Excerpt to read Block Start

And here I’m trying to run 3 forward-backward loops:

    learning_rate = 0.01
    net.zero_grad()

    print ("p is : ",p)
    print (p.shape)
    print ("r is : ",r)
    print (r.shape)
    for i in [0,1,2]:
        print ("-------------",i)
        out = net.forward(p)
        loss = criterion(out, r)
        print ("loss requers grad: ",loss.requires_grad)
        print ("loss=",loss.item())
        loss.backward(retain_graph=True)
        print ("Before canging weights")
        print ("Grad: ",net.conv1.bias.grad)
        print ("Data: ",net.conv1.bias.data)
        all_grads = []
        for y in net.parameters():
            y.data.sub_(y.grad.data * learning_rate)
            y.requires_grad = True
            all_grads.append(y.grad.numpy().flatten())
        print ("All gradients are zero: ",np.all(np.concatenate(tuple(all_grads))==0))
        print ("After changing weights")
        print ("Grad: ",net.conv1.bias.grad)
        print ("Data: ",net.conv1.bias.data)
        net.zero_grad()
        print ("net.conv1.bias.requires_grad=",net.conv1.bias.requires_grad)
    sys.exit(0)

I’m getting following outptut (see below)
As far as I can see, grads of model params are not updated. Does anybody know why?

Output
p is :  tensor([[[[0.0000e+00, 3.6788e+06, 1.3534e+06, 4.9787e+05, 1.8316e+05],
          [0.0000e+00, 0.0000e+00, 3.6788e+06, 1.3534e+06, 4.9787e+05],
          [0.0000e+00, 0.0000e+00, 0.0000e+00, 3.6788e+06, 1.3534e+06],
          [0.0000e+00, 0.0000e+00, 0.0000e+00, 0.0000e+00, 3.6788e+06],
          [0.0000e+00, 0.0000e+00, 0.0000e+00, 0.0000e+00, 0.0000e+00]]]],
       grad_fn=<UnsqueezeBackward0>)
torch.Size([1, 1, 5, 5])
r is :  tensor([[[[0.0000, 0.3303, 0.1162, 0.0371, 0.0203],
          [0.0000, 0.0000, 0.3741, 0.1136, 0.0239],
          [0.0000, 0.0000, 0.0000, 0.0812, 0.0208],
          [0.0000, 0.0000, 0.0000, 0.0000, 0.3005],
          [0.0000, 0.0000, 0.0000, 0.0000, 0.0000]]]],
       grad_fn=<UnsqueezeBackward0>)
torch.Size([1, 1, 5, 5])

Excerpt to read Block End

Activity 1
Do the following statements agree with the PyTorch training-loop post? Answer yes or no for each, and quote the deciding words of the post. (a) The poster sets the learning rate to 0.1. (b) The poster wants to run three forward-backward loops. (c) The poster thinks the gradients of the model parameters are being updated.
Activity 2
Carry the PyTorch training-loop post forward from its final output line.

Provided material Block Start

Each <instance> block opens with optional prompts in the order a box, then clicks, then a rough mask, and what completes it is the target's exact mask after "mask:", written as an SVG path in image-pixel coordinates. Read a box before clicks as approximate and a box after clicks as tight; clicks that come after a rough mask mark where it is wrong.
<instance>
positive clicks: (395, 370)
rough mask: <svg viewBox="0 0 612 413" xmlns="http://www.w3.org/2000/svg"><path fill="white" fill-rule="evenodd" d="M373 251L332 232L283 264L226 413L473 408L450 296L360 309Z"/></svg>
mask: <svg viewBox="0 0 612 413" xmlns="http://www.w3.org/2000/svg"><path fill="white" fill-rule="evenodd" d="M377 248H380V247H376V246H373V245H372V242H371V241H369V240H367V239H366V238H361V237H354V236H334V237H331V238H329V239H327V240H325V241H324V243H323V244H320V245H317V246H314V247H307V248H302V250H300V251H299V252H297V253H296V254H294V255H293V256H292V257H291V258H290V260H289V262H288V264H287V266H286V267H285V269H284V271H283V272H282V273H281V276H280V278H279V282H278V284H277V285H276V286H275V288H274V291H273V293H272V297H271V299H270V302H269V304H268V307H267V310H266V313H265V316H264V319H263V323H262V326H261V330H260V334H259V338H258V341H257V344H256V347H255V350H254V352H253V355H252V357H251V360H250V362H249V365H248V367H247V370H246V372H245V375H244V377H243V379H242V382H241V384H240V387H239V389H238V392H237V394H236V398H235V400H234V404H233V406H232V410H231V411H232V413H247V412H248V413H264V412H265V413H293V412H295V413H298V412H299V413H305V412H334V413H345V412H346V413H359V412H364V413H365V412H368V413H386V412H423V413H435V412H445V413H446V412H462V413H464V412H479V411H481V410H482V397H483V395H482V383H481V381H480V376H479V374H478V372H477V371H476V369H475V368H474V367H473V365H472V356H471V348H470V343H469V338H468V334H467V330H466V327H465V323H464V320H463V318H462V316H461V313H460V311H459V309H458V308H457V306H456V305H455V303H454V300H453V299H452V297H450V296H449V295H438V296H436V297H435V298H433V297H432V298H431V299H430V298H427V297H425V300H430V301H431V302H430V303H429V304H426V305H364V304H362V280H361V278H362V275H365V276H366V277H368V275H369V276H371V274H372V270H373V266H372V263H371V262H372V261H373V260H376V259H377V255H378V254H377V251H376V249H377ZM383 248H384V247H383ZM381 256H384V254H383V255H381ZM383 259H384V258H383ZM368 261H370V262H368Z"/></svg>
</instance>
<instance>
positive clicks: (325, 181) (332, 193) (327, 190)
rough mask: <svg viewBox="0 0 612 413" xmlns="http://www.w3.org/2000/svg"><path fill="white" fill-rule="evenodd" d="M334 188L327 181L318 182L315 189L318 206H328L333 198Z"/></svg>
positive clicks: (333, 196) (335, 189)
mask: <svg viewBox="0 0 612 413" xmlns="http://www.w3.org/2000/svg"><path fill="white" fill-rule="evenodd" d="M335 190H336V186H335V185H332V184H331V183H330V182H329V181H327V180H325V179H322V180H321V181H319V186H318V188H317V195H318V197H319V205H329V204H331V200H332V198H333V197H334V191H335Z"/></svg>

Provided material Block End

Exercise answer 1
(a) No: "learning_rate = 0.01"
(b) Yes: "And here I’m trying to run 3 forward-backward loops"
(c) No: "As far as I can see, grads of model params are not updated."

Exercise answer 2
------------- 0
start forwarding
loss requers grad:  True
loss= 157155147776.0
Before canging weights
Grad:  tensor([ 102787.3516, -237806.8750,   19547.1562,  138869.3438, -156843.2500,
          -1003.6752,  -68224.1328,  233138.7344])
Data:  tensor([ 0.0917, -0.2098,  0.0329,  0.1649,  0.1793,  0.2022, -0.2823, -0.0442])
All gradients are zero:  False
After changing weights
Grad:  tensor([ 102787.3516, -237806.8750,   19547.1562,  138869.3438, -156843.2500,
          -1003.6752,  -68224.1328,  233138.7344])
Data:  tensor([-1027.7817,  2377.8589,  -195.4386, -1388.5284,  1568.6118,    10.2390,
          681.9590, -2331.4314])
net.conv1.bias.requires_grad= True
------------- 1
start forwarding
loss requers grad:  True
loss= 0.3751196265220642
Before canging weights
Grad:  tensor([0., 0., 0., 0., 0., 0., 0., 0.])
Data:  tensor([-1027.7817,  2377.8589,  -195.4386, -1388.5284,  1568.6118,    10.2390,
          681.9590, -2331.4314])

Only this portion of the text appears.